Ontario ramps up its efforts to rein in the threat of wild pigs
While there’s no evidence yet of a self-sustaining, breeding population of wild pigs in Ontario, sightings of the harmful invasive species are becoming more prevalent. That’s led the provincial government to finalize and unveil its strategy to proactively prevent the marauding creatures from establishing a population foothold.
Entitled Ontario’s Strategy to Address the Threat of Invasive Wild Pigs, the plan defines wild pigs as any pig that is “not contained or under the physical control of any person, or is otherwise roaming freely.” That includes Eurasian wild boars, domestic pigs and hybrids, as well as their offspring, that have escaped or have been released from captivity.
As part of the strategy, wild pigs will now be regulated as a restricted invasive species under the Invasive Species Act. “This action provides the province with additional tools to address the threat of wild pigs, such as new rules to prohibit the release of any pig and clear actions that pig owners must take if a release occurs,” states the strategy document.
Somewhat controversially, the hunting of wild pigs is prohibited under the plan, with exceptions for protecting property. While some hunters have been asking for an open season, evidence from other jurisdictions has shown that uncoordinated hunting efforts can compound the problem by scattering the pigs into new areas and making them more elusive.

§ Questions on the material:
A. From the wild pig article, pull out everything from "As part of the" down to "them more elusive.", keeping every word unchanged.
B. Carry on the article about Ontario's wild pig strategy from where it stops.

§ Data shown:
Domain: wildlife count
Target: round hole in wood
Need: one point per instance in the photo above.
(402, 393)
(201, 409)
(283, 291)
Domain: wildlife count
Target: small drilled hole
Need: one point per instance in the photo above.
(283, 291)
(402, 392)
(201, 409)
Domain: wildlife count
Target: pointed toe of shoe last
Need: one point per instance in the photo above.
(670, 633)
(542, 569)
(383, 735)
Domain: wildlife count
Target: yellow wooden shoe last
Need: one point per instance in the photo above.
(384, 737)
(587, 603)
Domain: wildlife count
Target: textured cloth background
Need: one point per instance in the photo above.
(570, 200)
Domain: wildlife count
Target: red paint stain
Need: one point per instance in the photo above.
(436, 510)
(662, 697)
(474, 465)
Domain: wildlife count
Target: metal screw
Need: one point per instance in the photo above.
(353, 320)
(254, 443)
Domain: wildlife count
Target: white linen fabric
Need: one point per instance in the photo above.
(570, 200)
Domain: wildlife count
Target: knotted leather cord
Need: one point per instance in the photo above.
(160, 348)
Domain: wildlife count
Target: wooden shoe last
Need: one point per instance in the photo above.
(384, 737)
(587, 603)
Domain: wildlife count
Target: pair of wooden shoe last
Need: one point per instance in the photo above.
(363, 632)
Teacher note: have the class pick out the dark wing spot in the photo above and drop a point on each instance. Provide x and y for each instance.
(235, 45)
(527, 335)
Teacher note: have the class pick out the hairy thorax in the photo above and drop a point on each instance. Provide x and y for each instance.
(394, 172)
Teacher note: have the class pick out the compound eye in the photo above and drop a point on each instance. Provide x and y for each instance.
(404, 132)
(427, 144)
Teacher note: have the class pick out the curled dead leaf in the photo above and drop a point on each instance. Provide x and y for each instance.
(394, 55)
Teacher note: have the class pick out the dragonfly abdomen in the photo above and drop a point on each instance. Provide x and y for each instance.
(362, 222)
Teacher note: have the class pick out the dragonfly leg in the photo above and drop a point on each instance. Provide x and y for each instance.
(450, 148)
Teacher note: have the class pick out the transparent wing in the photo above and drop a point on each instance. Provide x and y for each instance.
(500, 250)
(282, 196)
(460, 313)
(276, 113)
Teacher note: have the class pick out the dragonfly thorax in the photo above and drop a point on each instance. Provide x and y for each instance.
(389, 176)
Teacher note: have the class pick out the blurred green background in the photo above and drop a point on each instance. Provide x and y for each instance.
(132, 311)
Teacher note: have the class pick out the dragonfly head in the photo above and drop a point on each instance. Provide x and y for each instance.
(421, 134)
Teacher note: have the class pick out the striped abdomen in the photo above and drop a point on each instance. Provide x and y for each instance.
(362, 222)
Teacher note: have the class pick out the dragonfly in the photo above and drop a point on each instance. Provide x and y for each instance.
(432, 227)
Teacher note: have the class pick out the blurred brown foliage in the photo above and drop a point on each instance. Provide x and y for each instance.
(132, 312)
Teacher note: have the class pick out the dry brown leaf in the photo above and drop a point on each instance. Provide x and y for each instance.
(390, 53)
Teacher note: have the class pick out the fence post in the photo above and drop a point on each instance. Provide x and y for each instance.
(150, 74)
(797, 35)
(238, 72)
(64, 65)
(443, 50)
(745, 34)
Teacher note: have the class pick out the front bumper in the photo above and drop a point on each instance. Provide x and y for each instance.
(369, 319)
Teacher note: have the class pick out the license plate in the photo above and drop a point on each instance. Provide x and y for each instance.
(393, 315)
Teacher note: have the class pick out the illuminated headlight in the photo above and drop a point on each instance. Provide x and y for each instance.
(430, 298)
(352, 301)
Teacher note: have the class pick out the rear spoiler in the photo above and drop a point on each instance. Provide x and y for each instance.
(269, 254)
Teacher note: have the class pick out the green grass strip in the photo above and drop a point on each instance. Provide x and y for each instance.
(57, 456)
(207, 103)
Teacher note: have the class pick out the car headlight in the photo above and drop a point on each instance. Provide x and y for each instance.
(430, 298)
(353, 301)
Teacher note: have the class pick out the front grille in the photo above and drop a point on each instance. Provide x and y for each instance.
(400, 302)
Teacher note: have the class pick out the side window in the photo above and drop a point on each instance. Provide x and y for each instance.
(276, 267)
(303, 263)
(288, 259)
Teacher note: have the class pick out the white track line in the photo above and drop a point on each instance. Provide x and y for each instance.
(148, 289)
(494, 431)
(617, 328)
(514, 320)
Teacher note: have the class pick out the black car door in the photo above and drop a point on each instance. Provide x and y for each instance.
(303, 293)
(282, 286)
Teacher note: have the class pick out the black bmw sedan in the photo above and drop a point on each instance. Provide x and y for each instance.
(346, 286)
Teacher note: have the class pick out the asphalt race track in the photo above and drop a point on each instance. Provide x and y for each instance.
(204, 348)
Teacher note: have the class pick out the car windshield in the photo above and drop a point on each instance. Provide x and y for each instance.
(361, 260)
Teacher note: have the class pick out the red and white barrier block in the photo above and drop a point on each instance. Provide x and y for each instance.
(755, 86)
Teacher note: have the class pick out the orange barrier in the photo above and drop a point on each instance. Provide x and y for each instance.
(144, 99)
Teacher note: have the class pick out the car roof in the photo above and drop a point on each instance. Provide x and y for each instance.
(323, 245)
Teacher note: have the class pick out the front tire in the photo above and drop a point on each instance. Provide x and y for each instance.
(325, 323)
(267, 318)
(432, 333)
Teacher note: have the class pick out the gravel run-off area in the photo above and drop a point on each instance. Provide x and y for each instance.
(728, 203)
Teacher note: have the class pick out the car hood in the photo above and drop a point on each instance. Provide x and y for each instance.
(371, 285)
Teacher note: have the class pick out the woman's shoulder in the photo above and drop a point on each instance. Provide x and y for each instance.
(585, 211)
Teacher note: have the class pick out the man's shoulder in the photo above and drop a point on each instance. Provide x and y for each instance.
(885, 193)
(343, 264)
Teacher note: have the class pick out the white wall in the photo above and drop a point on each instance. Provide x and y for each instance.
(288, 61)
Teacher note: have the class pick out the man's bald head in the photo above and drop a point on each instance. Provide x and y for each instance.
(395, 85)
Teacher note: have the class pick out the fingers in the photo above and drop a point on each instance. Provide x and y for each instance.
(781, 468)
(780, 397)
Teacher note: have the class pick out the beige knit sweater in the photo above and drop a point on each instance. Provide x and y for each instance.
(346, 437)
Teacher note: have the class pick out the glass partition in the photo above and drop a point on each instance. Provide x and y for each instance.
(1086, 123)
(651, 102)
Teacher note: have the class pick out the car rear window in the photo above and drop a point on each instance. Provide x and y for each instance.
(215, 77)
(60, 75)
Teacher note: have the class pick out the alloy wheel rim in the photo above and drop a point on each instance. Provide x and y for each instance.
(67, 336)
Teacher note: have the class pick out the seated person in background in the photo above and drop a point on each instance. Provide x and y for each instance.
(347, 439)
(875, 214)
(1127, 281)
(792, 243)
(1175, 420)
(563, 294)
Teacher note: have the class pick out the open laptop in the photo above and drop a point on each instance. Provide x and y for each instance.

§ Expected responses:
A.
As part of the strategy, wild pigs will now be regulated as a restricted invasive species under the Invasive Species Act. “This action provides the province with additional tools to address the threat of wild pigs, such as new rules to prohibit the release of any pig and clear actions that pig owners must take if a release occurs,” states the strategy document.
Somewhat controversially, the hunting of wild pigs is prohibited under the plan, with exceptions for protecting property. While some hunters have been asking for an open season, evidence from other jurisdictions has shown that uncoordinated hunting efforts can compound the problem by scattering the pigs into new areas and making them more elusive.

B.
To phase out wild boar farming—and with it the risk of escapees—it will be illegal in Ontario as of January 1, 2022, to possess or trade in Eurasian wild boars and their hybrids (there’s a two-year exemption for existing pig owners). It is also now illegal to bring a live pig into a provincial park or conservation reserve.
Highly adaptable and able to survive Canadian winters, wild pigs have large numbers of offspring each year, long lifespans and a varied diet. Not only can they destroy native ecosystems and impact water quality through trampling, wallowing and rooting, they also prey on native wildlife and compete for food and habitat. As well, they have the potential to transmit diseases and parasites that can harm wildlife, livestock, pets and humans.